* What you need to do: Reproduce the records verbatim, starting with the line that contains "Return the outline of every instance of the **asphalt" and continuing through the end of the records, both ends included.

* Supplied records:
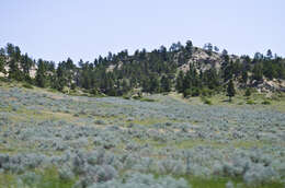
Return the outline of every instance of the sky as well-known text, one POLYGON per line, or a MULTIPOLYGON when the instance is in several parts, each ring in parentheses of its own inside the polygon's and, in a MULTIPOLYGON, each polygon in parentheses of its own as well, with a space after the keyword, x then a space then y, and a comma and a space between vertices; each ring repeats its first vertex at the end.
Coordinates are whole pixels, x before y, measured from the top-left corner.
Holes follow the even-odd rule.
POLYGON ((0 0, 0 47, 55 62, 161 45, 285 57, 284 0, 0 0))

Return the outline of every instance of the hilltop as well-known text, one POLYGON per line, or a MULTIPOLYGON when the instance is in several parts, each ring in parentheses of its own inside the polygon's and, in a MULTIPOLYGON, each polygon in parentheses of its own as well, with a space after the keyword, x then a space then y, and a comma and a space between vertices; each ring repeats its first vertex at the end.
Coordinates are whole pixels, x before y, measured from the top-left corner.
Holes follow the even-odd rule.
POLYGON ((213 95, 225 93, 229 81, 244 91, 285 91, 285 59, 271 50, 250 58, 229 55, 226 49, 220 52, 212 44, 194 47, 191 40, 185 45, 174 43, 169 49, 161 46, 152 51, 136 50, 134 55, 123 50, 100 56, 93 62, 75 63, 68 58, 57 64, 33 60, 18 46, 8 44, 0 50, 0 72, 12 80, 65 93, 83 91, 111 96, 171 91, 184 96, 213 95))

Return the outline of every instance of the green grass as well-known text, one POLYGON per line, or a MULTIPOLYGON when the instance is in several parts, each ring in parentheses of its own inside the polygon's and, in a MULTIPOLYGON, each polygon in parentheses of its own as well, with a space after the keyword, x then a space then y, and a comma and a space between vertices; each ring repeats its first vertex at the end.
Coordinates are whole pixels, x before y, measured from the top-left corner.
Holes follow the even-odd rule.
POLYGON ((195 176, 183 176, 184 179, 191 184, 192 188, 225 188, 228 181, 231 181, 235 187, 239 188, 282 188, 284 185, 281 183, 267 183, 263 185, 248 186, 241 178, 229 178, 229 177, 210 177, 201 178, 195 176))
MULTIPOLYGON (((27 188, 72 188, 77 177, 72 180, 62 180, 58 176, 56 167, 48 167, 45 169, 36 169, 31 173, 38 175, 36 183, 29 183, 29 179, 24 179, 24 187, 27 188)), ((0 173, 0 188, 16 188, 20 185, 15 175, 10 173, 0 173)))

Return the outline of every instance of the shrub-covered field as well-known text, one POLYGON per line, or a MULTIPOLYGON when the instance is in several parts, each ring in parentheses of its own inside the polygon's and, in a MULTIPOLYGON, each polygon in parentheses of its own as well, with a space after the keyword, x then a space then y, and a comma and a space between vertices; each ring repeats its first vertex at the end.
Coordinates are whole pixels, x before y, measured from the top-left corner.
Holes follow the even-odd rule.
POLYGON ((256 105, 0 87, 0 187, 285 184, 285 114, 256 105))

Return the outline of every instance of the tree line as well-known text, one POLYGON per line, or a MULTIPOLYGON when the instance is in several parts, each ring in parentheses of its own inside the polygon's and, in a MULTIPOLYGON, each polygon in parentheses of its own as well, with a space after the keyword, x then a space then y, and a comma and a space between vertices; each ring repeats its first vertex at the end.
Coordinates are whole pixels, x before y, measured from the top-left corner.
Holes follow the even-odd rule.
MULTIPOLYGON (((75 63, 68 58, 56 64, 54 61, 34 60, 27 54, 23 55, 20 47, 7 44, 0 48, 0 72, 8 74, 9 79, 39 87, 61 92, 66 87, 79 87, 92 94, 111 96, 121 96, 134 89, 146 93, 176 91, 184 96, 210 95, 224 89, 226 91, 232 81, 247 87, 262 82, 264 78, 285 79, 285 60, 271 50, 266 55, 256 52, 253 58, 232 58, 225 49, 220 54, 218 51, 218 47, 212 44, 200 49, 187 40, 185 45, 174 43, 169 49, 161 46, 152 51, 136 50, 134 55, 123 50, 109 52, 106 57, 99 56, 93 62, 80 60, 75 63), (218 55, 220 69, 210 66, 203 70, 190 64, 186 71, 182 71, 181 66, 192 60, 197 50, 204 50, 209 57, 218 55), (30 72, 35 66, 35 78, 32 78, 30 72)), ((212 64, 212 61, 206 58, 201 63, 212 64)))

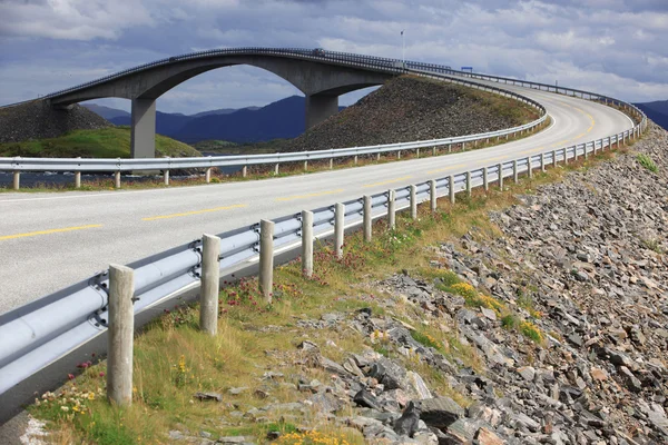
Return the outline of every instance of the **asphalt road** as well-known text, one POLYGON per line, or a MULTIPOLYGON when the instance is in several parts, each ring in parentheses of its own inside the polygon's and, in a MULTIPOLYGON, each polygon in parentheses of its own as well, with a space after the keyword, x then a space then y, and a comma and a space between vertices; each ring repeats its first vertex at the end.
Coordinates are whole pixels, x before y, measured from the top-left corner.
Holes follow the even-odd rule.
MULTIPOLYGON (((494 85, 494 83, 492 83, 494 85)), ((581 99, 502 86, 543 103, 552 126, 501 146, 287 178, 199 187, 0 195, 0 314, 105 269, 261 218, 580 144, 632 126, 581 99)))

* Exercise answer:
Return the outline of every instance of the **asphalt road** as well-known text, one POLYGON per line, or a MULTIPOLYGON when the instance is in several parts, each ring in parentheses of its own inside the polygon's and, in a MULTIPOLYGON, each polygon in parentheses of its own as well, with a space after the keyword, x then a space then y, and a comma and a space between vertices; each ring repeats its first vertex at the end.
Coordinates are whole pixels, x before y, measured from the top-left corner.
Holes follow the even-odd rule.
MULTIPOLYGON (((494 85, 494 83, 492 83, 494 85)), ((581 99, 502 86, 543 103, 552 126, 501 146, 287 178, 199 187, 0 195, 0 314, 105 269, 261 218, 580 144, 632 126, 581 99)))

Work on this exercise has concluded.